- [The task]
Every line in the entries where "white" is found should be copied.

[Saved data entries]

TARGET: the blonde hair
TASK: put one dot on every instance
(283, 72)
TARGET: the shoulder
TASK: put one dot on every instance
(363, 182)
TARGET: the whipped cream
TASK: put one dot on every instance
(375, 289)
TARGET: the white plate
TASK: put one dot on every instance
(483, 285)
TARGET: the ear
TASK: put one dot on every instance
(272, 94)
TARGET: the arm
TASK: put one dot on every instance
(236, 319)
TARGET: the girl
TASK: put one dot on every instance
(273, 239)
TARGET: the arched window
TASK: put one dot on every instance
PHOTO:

---

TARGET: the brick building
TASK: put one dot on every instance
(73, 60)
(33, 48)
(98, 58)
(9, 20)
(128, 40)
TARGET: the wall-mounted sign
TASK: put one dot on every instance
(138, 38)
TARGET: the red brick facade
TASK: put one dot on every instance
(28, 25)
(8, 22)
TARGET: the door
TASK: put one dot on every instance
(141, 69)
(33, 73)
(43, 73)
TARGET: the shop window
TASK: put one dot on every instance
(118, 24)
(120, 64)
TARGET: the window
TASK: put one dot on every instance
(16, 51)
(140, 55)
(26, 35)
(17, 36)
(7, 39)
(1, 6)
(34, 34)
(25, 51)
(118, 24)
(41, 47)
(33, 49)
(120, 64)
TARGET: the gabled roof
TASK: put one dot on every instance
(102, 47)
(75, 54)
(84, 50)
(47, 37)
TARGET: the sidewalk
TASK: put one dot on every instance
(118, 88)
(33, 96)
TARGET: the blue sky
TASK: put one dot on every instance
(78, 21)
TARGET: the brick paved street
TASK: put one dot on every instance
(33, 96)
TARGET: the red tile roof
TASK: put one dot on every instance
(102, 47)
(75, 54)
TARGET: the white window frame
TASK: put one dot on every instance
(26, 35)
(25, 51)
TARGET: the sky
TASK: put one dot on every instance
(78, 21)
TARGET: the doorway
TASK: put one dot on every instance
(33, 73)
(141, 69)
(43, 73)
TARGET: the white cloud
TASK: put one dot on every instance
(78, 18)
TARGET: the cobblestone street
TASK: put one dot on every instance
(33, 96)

- [Your response]
TARGET: the white plate
TARGET: the white window frame
TARGET: the white cloud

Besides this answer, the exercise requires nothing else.